#### [The problem]
Transcribe the records below. Leave every line exactly as written.

#### [Information]
----

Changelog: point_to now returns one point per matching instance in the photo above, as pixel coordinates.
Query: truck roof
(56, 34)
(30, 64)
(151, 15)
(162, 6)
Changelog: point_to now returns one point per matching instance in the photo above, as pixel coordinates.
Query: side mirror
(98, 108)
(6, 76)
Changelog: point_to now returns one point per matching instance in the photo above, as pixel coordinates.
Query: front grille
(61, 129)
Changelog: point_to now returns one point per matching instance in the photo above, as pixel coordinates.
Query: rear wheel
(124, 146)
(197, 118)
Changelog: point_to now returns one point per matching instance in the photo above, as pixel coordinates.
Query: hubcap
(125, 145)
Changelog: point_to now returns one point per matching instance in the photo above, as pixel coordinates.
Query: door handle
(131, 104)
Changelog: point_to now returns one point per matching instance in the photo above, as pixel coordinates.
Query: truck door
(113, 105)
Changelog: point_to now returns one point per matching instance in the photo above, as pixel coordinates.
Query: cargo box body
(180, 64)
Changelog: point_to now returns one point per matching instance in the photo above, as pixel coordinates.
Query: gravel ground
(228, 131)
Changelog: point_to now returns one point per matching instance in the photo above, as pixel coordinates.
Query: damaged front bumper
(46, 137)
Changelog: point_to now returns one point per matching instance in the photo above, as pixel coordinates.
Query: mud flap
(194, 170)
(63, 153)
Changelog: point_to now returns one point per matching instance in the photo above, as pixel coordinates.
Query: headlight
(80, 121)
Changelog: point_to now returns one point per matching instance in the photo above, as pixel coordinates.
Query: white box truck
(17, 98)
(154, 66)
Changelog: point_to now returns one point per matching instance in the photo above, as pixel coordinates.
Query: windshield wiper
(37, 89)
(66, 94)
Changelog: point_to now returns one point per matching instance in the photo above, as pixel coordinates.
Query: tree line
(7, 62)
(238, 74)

----

#### [Exercise result]
Changelog: point_to now returns one point per matching instance in the photo above, as pixel coordinates.
Query: truck roof
(56, 34)
(30, 64)
(151, 15)
(162, 6)
Changelog: point_to now returns one point per matching instance in the photo above, as pixel coordinates.
Query: side mirror
(98, 108)
(6, 76)
Changelog: point_to now returns one point per matching instance in the photo above, as pixel coordinates.
Query: front grille
(61, 129)
Changelog: point_to now returns one point per matching instance in the photo above, as pixel coordinates.
Query: rear wheel
(124, 146)
(197, 118)
Changelog: point_to now returns one point per matching instance in the photo above, as pixel coordinates.
Query: hubcap
(125, 145)
Changelog: point_to now returns one point per matching instance in the photo above, as pixel coordinates.
Query: door handle
(131, 104)
Changelog: point_to now returns one point per matching instance in the photo above, as pixel coordinates.
Query: truck door
(113, 105)
Changelog: point_to now returns one point per matching instance in the photo above, as pixel coordinates.
Query: cargo box body
(180, 64)
Changelog: point_to now returns one point per matching instance in the photo above, as pixel coordinates.
Query: gravel ground
(228, 131)
Changelog: point_to now returns one point per matching instance in the photo above, as pixel coordinates.
Query: damaged front bumper
(46, 137)
Changelog: point_to now returns one point per matching instance in the photo above, as pixel coordinates.
Query: mud flap
(194, 170)
(63, 153)
Changelog: point_to now returns one point per matching instance in the photo above, as pixel coordinates.
Query: headlight
(80, 121)
Changelog: point_to now returns one point per matching instance in the photo above, as pixel coordinates.
Query: white box truck
(17, 98)
(154, 66)
Changelog: point_to now returns one point per matching instance in the photo above, as pixel coordinates.
Query: windshield wiper
(37, 89)
(66, 94)
Changelog: point_to now returns one point per matching instance in the photo above, as pixel coordinates.
Query: tree line
(7, 62)
(238, 74)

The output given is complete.